■ Testo in esame ■
Molte sono le cause, ma ci sono interventi che alcune nazioni hanno fatto, come la Francia e ultimamente la Germania, che sembra abbiano portato o stiano portando risultati molto buoni.
Che la nostra classe politica non l'abbia capito risulta evidente anche leggendo la relazione congiunta che le Commissioni Finanze della Camera e del Senato hanno trasmesso al Governo, dopo una lunga ricerca, per rivedere la tassazione in Italia: mi ha colpito la considerazione che siccome il numero di donne che lavorano in Italia è molto inferiore a quello degli altri paesi, si raccomanda di fare di tutto per spingere le donne al lavoro, e soprattutto mi ha colpito il suggerimento limite di non fare troppe detrazioni sulle tasse per le donne con figli che non lavorano, evitando metodi di splitting della tassazione delle coppie come è possibile fare in Francia, con evidenti vantaggi fiscali; questa considerazione mi è parsa fuori luogo.

■ Contenuto del dataset ■
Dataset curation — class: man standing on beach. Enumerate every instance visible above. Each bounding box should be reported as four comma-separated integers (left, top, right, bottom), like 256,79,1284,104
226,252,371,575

==

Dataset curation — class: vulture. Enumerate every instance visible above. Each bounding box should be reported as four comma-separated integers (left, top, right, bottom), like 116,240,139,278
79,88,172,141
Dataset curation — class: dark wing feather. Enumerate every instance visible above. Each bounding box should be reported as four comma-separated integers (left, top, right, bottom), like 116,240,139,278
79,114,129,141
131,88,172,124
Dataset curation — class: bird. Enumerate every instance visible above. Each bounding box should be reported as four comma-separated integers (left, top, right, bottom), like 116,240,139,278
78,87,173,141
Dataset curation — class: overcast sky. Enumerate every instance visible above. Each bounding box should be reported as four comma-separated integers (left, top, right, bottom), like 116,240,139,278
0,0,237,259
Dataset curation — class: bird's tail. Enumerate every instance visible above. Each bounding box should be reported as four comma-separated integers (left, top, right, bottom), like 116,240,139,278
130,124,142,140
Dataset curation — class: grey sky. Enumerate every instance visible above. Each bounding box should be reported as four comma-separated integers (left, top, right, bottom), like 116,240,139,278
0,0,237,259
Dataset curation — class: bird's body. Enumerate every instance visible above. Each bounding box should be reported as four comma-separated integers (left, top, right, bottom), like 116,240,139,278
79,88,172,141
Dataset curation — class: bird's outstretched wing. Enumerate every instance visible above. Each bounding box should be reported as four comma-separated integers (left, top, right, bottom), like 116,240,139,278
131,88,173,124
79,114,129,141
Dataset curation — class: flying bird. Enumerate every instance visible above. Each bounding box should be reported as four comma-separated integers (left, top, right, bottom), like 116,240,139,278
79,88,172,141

...

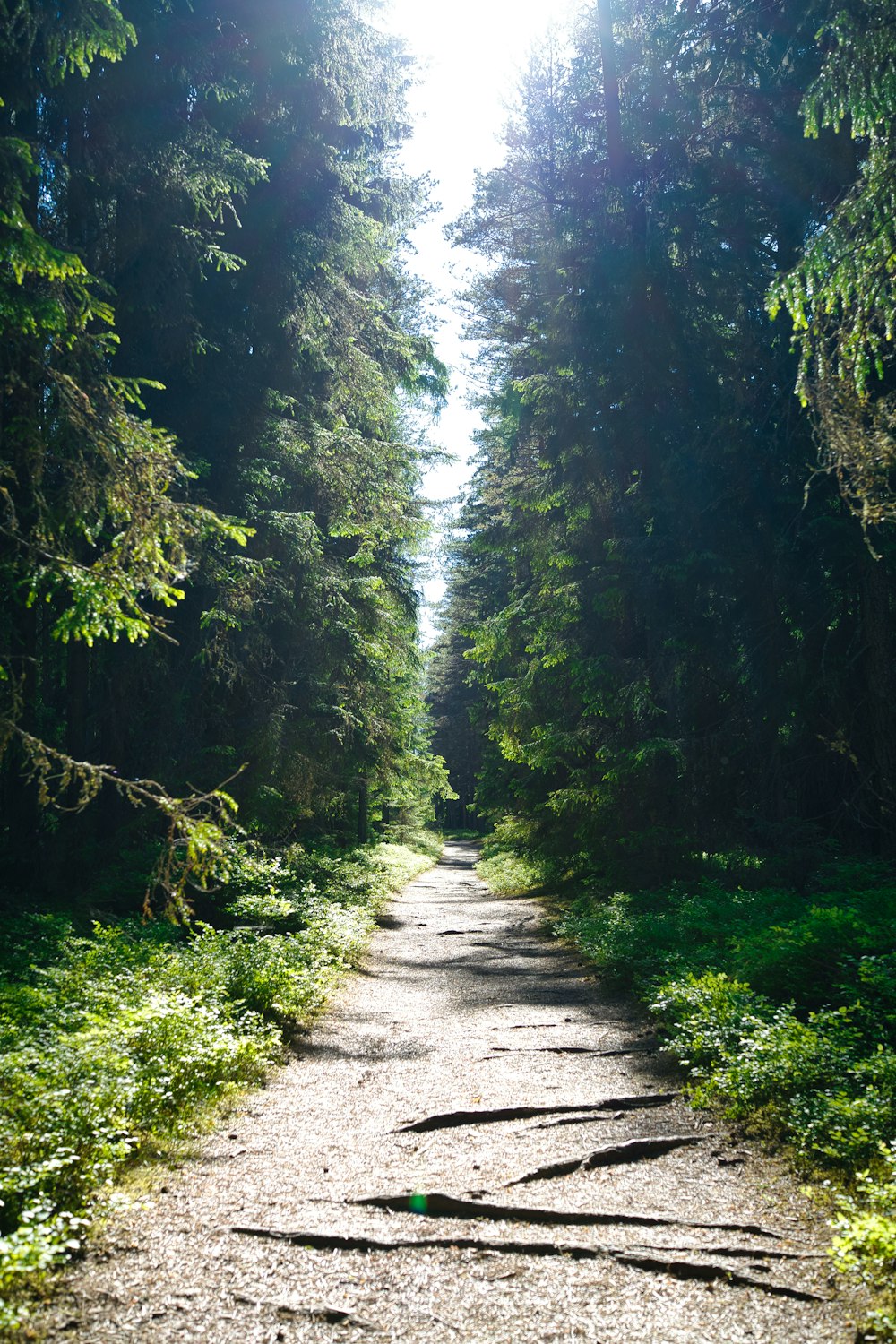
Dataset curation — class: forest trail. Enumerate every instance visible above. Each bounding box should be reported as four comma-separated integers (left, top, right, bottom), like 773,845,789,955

■ Consegna A ■
Secondo il testo sulla tassazione in Italia, quali organi hanno trasmesso al Governo la relazione congiunta?
■ Consegna B ■
Prosegui il testo sulla tassazione in Italia a partire dalla sua ultima frase.
Le voci del dataset sono materiale a sé, distinto dal testo in esame.

■ Risposta A ■
Le Commissioni Finanze della Camera e del Senato.

■ Risposta B ■
Certo, l'Assegno unico può essere visto come un progresso perché viene dato in maniera universale a tutti i figli in funzione dell’ISEE della famiglia, ma diminuisce rapidamente al crescere di questo, come indicato nella figura. Praticamente il contributo dagli iniziali 175 euro scende velocemente a 50 euro al mese superando i 40.000 euro di ISEE, contributo valido  per ogni figlio (600 euro annuali), mentre scompaiono tutte le altre detrazioni, compresi gli assegni familiari, per cui in questa zona di ISEE, facilmente raggiungibile da chi ha una o più case di proprietà che incidono molto sullo stesso, potrebbe esserci addirittura una perdita finanziaria rispetto alla situazione preesistente. Infatti, qualsiasi siano i redditi Irpef concorrenti all’ISEE dei genitori, l’Assegno unico praticamente compensa solo le detrazioni dell’Irpef o poco più, ma vengono persi completamente gli assegni familiari (anche se per tre anni questo non dovrebbe accadere per una clausola di salvaguardia). Personalmente sono d'accordo che l'ISEE è una buona valutazione della ricchezza di una famiglia, ma i dati oggi disponibili sono solo quelli delle famiglie che finora hanno fatto l'ISEE e che sono quasi tutte abbastanza bisognose. Ne risulta un'idea errata dell'ISEE mediano della nazione, perché non c'è una statistica totale né una banca dati relativa alla ricchezza delle famiglie, cosa che credo sia assolutamente da fare. Dai dati medi degli ISEE finora noti e che sono alla base dell’impostazione dell’Assegno unico, emerge infatti che la maggior parte delle famiglie avrebbe un ISEE inferiore ai 20.000 euro, cosa che non sta in piedi esaminando i redditi e la ricchezza delle persone in Italia.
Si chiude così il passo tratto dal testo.